## [Bacaan]
Orang beriman disuruh berpuasa secara fisiknya. Menahan lapar, haus dan lain – lain yang berkaitan dengan fisiknya dalam hal ini jasmaninya. Itulah sebabnya perintah wajibnya menggunakan kata kutiba.

Artinya bahwa, kita diwajibkan berpuasa untuk fisik ini selama satu bulan penuh. Makan dan minum kita diatur, waktu tidur dan bangun pun tetap diatur.

Katakanlah kebiasaan kita sebelum bulan Ramadhan, ada makan pagi, makan siang dan juga makan malam. Selama bulan Ramadhan itu, semua kebiasaan yang merupakan hak paten kita itu, diambil. Kita dilarang untuk makan dan minum selama waktu itu.

Lantas, apa maksudnya? Maksudnya adalah setelah kita shiam dalam hal ini puasa, kita ternyata dituntut untuk shaum seperti niat di waktu sahur itu. Adapun shaum itu sendiri adalah puasa secara batin.

## [Persyaratan]
1. Menurut teks tentang puasa, kata apa yang digunakan dalam perintah wajib berpuasa secara fisik?
2. Tolong tuliskan kembali bagian teks tentang puasa, mulai dari kata-kata yang memuat "Lantas, apa maksudnya?" dan berhenti setelah "puasa secara batin.".

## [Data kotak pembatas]
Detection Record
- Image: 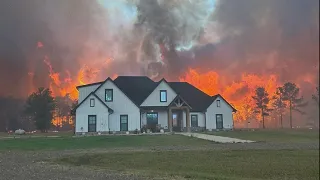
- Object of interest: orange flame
[180,69,279,126]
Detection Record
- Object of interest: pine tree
[282,82,308,128]
[252,87,272,129]
[272,87,287,128]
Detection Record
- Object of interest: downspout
[139,109,141,131]
[203,111,207,130]
[108,111,113,134]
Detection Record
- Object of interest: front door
[216,114,223,129]
[147,112,158,132]
[88,115,97,132]
[172,112,182,132]
[120,115,128,131]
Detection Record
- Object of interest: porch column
[186,108,190,132]
[168,107,172,132]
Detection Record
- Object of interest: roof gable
[114,76,157,106]
[168,82,212,112]
[141,79,177,106]
[73,92,113,113]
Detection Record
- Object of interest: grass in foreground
[58,150,319,180]
[207,129,319,142]
[0,131,74,138]
[0,135,212,150]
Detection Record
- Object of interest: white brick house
[75,76,236,133]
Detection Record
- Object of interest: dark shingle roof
[168,82,213,111]
[113,76,158,106]
[74,76,236,112]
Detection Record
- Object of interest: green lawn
[0,135,213,151]
[56,150,319,180]
[0,131,74,138]
[207,129,319,142]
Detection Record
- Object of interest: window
[90,98,94,107]
[217,100,220,107]
[88,115,97,132]
[105,89,113,102]
[216,114,223,129]
[147,112,158,132]
[191,115,198,127]
[160,90,167,102]
[120,115,128,131]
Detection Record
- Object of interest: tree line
[252,82,319,128]
[0,88,77,132]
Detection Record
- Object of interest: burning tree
[312,87,319,106]
[252,87,272,129]
[25,88,55,132]
[272,87,287,128]
[282,82,308,128]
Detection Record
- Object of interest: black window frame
[217,100,221,107]
[88,115,97,132]
[190,114,199,127]
[104,89,113,102]
[216,114,223,129]
[90,98,96,107]
[160,90,168,102]
[120,114,129,131]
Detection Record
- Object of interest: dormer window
[217,100,220,107]
[160,90,167,102]
[105,89,113,102]
[90,98,95,107]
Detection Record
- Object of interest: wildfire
[180,69,279,126]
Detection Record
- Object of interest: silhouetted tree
[252,87,272,129]
[312,87,319,106]
[272,87,287,128]
[25,88,55,132]
[282,82,308,128]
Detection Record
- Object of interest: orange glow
[180,69,279,122]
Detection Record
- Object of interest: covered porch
[140,95,191,132]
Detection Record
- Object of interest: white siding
[78,84,100,103]
[141,81,177,106]
[206,97,233,130]
[96,80,140,131]
[75,95,109,132]
[182,111,206,127]
[141,111,168,129]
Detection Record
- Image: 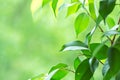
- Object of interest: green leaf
[67,2,80,16]
[29,74,46,80]
[71,0,79,3]
[52,0,58,16]
[74,57,81,70]
[90,43,108,60]
[99,0,116,20]
[88,0,96,20]
[75,13,89,36]
[42,0,51,7]
[102,30,120,37]
[75,59,93,80]
[115,71,120,80]
[102,59,110,75]
[60,41,88,51]
[104,37,120,80]
[106,16,115,28]
[89,58,99,73]
[49,63,68,73]
[49,63,68,80]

## [Daftar Jawaban]
1. Kata kutiba.

2.
Lantas, apa maksudnya? Maksudnya adalah setelah kita shiam dalam hal ini puasa, kita ternyata dituntut untuk shaum seperti niat di waktu sahur itu. Adapun shaum itu sendiri adalah puasa secara batin.